THE TASK
Copy the rows from the line with "Thanks in advance for your help! Please find the white building" up to and including the line with "left=826, top=235, right=926, bottom=322", changing "ocean water" to "sea water" and keeping everything else the same. Leave the pictures out of your copy.

Extracted records:
* * * * * * *
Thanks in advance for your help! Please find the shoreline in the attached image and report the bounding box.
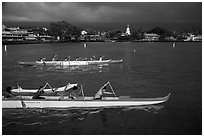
[2,41,202,45]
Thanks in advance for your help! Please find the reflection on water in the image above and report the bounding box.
[123,105,164,114]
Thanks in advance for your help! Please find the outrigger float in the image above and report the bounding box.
[2,82,170,108]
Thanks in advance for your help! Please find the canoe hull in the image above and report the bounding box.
[2,94,170,108]
[18,60,123,66]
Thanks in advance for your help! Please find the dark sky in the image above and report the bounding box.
[2,2,202,23]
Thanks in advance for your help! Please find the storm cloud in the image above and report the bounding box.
[2,2,202,23]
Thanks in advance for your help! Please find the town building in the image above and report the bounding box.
[143,33,159,41]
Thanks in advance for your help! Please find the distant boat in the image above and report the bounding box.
[172,43,176,48]
[4,45,7,51]
[84,43,86,48]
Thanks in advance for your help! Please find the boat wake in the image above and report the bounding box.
[123,105,164,114]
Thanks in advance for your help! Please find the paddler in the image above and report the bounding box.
[94,87,106,100]
[99,56,103,61]
[4,87,13,98]
[52,54,57,61]
[32,86,45,99]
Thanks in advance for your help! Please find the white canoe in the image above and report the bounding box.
[11,84,78,93]
[2,94,170,108]
[18,59,123,66]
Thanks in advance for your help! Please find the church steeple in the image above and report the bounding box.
[125,23,131,35]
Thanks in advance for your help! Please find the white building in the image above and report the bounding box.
[125,24,131,36]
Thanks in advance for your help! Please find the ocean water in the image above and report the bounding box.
[2,42,202,135]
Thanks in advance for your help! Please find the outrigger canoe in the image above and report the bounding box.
[2,82,170,108]
[18,59,123,66]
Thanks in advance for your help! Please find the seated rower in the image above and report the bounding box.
[4,87,13,98]
[99,56,103,61]
[40,58,46,62]
[94,87,106,100]
[52,54,57,61]
[32,86,45,99]
[69,86,78,99]
[64,56,70,61]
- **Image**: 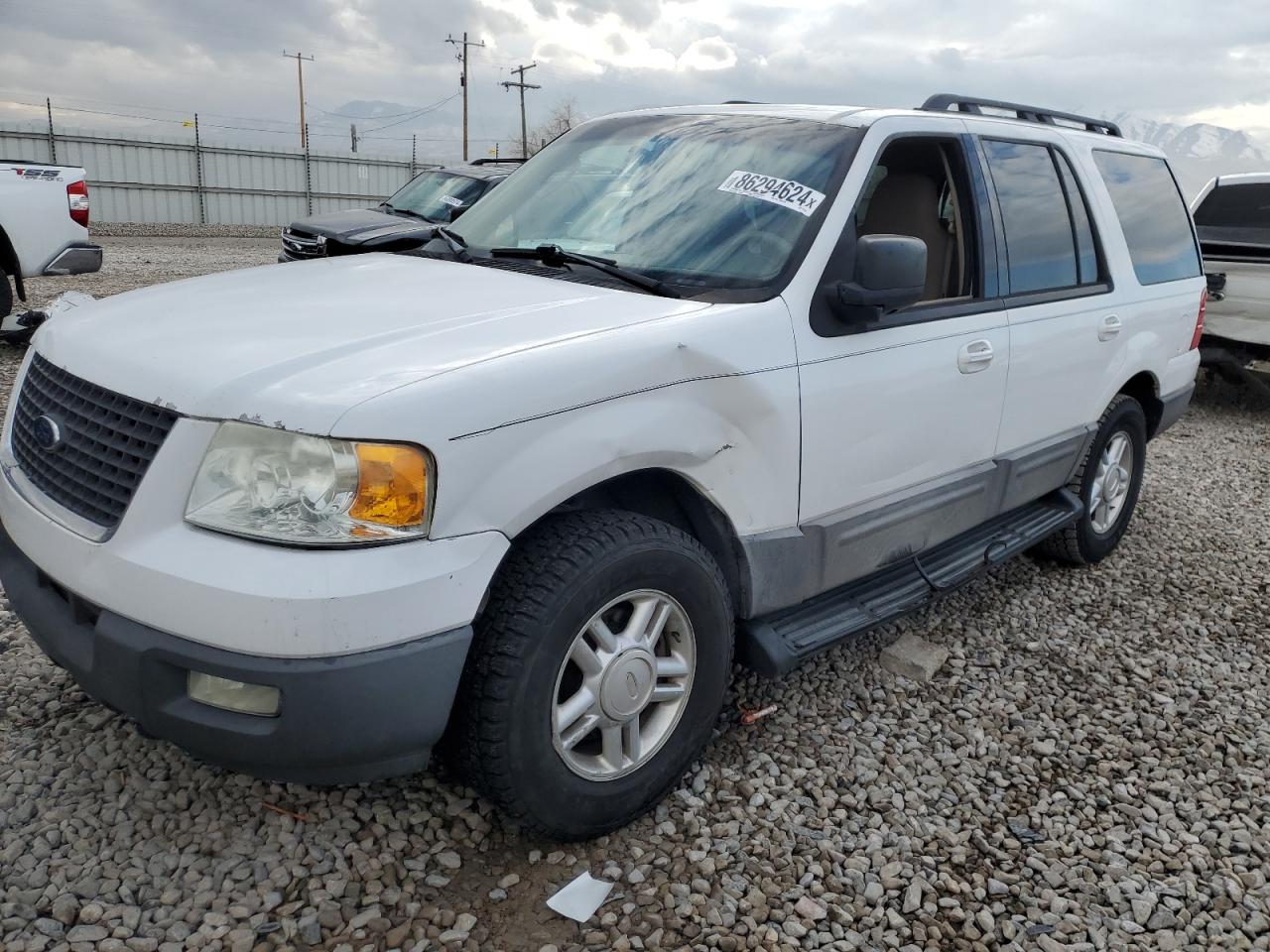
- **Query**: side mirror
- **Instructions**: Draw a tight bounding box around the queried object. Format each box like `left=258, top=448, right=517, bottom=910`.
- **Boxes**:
left=826, top=235, right=926, bottom=322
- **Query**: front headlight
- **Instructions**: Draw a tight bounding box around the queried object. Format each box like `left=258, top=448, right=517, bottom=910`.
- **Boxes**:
left=186, top=422, right=433, bottom=545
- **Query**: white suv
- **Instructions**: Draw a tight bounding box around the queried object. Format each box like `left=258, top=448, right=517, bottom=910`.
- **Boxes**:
left=0, top=96, right=1204, bottom=838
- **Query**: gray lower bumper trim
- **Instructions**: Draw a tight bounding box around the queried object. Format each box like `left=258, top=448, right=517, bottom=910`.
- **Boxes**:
left=0, top=527, right=472, bottom=784
left=1151, top=384, right=1195, bottom=438
left=45, top=244, right=101, bottom=277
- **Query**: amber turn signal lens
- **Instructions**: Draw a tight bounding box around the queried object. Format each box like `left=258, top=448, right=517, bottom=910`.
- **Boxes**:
left=348, top=443, right=428, bottom=527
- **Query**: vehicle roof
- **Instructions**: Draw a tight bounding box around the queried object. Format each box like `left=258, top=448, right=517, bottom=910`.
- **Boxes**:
left=604, top=103, right=1168, bottom=155
left=432, top=163, right=516, bottom=178
left=1212, top=172, right=1270, bottom=187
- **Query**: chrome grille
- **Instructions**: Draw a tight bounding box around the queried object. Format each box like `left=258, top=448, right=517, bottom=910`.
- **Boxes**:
left=12, top=354, right=177, bottom=530
left=282, top=228, right=326, bottom=258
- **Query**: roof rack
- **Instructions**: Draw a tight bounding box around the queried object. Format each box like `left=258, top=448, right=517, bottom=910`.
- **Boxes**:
left=918, top=92, right=1124, bottom=139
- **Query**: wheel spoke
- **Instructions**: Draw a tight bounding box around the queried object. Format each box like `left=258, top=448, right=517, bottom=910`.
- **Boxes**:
left=657, top=654, right=689, bottom=678
left=649, top=684, right=684, bottom=704
left=622, top=717, right=644, bottom=765
left=622, top=595, right=658, bottom=645
left=599, top=724, right=622, bottom=771
left=569, top=636, right=604, bottom=676
left=557, top=686, right=595, bottom=734
left=586, top=617, right=617, bottom=652
left=560, top=713, right=599, bottom=750
left=644, top=602, right=672, bottom=652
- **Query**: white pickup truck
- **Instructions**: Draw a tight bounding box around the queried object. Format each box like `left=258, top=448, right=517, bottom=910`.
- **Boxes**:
left=0, top=159, right=101, bottom=337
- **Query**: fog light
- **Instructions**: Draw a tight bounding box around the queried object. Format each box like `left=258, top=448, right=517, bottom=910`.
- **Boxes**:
left=186, top=671, right=281, bottom=717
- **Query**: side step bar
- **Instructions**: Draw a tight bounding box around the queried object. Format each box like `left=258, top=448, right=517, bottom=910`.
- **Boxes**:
left=736, top=489, right=1084, bottom=676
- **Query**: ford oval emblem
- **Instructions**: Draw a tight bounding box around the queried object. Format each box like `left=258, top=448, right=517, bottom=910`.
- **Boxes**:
left=32, top=416, right=63, bottom=453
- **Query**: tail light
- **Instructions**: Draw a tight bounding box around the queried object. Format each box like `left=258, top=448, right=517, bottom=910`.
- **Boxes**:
left=1192, top=289, right=1207, bottom=350
left=66, top=181, right=87, bottom=228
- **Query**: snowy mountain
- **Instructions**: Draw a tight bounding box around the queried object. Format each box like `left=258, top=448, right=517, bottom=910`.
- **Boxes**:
left=1111, top=113, right=1270, bottom=199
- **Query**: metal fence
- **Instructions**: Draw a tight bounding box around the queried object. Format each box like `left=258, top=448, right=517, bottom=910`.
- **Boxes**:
left=0, top=123, right=426, bottom=225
* * * * * * *
WRITTEN RESPONSE
Thanks in advance for your help! Please find the white building in the image above and report the bounding box.
[125,24,131,36]
Thanks in advance for your help! Please find the sea water in the image above and report the bounding box.
[2,42,202,135]
Thanks in advance for your help! Please find the outrigger canoe in the image above and report the bounding box.
[2,82,170,108]
[18,59,123,66]
Thanks in advance for your help! Please find the seated rower in the image above and report the bounding box.
[4,87,13,98]
[99,56,103,61]
[40,58,46,62]
[94,87,106,100]
[52,54,57,61]
[32,86,45,99]
[69,86,78,99]
[64,56,70,61]
- **Image**: 
- **Query**: side mirror
- **Instructions**: Draw a tight bounding box around the queried object. Format each box like `left=258, top=448, right=517, bottom=910`.
- **Boxes**:
left=826, top=235, right=926, bottom=322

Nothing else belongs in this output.